** TO BE DONE **
1. In the passage about the bustard migration, in which direction was the mass of birds moving over the steppe?
2. Copy the stretch of the bustard passage from "But whilst watching" through "the hungry epicure.", word for word.

** EXTRACT PROVIDED **
####

Whilst staying at the next station after the mud volcanoes, I was lucky enough to witness a passage of the strepita or lesser bustard (_otis tetrax_). These magnificent birds were in millions all over the steppe. The ground was grey with them; the air full of their cries, the sky alive with the movement of their wings. With them were a few small flocks of another bird, which I thought I recognised as the golden plover, but of this I am by no means sure. So much struck was I by the strange sight which this enormous passage presented, that I stayed the greater part of the day to watch it; and when at last I left, the almost inconceivable flood of winged creatures was still rolling on over the steppe from west to east in undiminished numbers. The Russian powder which I bought at Tiflis had turned out so badly, that at this time I had almost given up using it for anything larger than teal, and even then it was necessary to be at very close quarters to bring the bird to bag, so miserably weak was it. Thanks, however, to the dense masses in which the bustards stood and flew, I was enabled to secure sufficient to supply my man and myself with a welcome change of diet, by the expenditure of only two of my treasured ‘express’ cartridges. Judging by what I killed, I should say the birds were only just starting from their summer haunts in the Crimea and Caucasus for their winter quarters in the East. Had it not been so, they would hardly have been as deliciously plump as we found them.
But whilst watching the bustards we had let the day slip through our hands, and to our intense disgust we found we could not reach Salian that night; so we had to content ourselves with the last post-station on the road thither, where we slept. In the early morning I went down to the river, glad to see the Kûr again, if it was only for the sake of its abundance of clear water, offering a bath without stint to the dirty wayfarer, and the promise of caviare almost without cost to the hungry epicure.
Thank heaven, a Russian yemstchik’s toilet does not take long to make. A shake, a yawn, a cigarette, and, if times are good, a glass of neat vodka, and he is ready to face anything, from his sweetheart to a north-easter. Would that his horses’ gear was as speedily arranged as his own; unluckily it is not. Still, in spite of the scores of breakages in the harness of rotten rope and still more rotten thong, our impatient desire to be off was gratified at last, and with glowing visions of at least a clean hut and heaps of good fish and ‘ikra’ at Salian, we bumped all breakfastless along our last stage to the land of promise. All along our route wild-fowl swarmed, and through the low covert we saw numbers of foxes threading their way. All the way from Adji Kabool, a station at the foot of the hills in which Shemakha lies, and of which I can find no trace in my map, any more than I can of the large lake near it, to Salian and thence to Lenkoran, the country is full of ponds, estuaries, and lakelets, which teem with wild-fowl. I stopped the cart once to kill some pochards for dinner, and a couple of beautiful white egrets for preserving.

####

** PROVIDED DATA **
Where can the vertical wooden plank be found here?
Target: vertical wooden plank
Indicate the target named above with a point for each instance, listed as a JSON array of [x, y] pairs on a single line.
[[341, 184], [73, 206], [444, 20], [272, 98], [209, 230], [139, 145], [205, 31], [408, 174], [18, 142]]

####

** RESPONSES BY TASK **
1. From west to east.

2.
But whilst watching the bustards we had let the day slip through our hands, and to our intense disgust we found we could not reach Salian that night; so we had to content ourselves with the last post-station on the road thither, where we slept. In the early morning I went down to the river, glad to see the Kûr again, if it was only for the sake of its abundance of clear water, offering a bath without stint to the dirty wayfarer, and the promise of caviare almost without cost to the hungry epicure.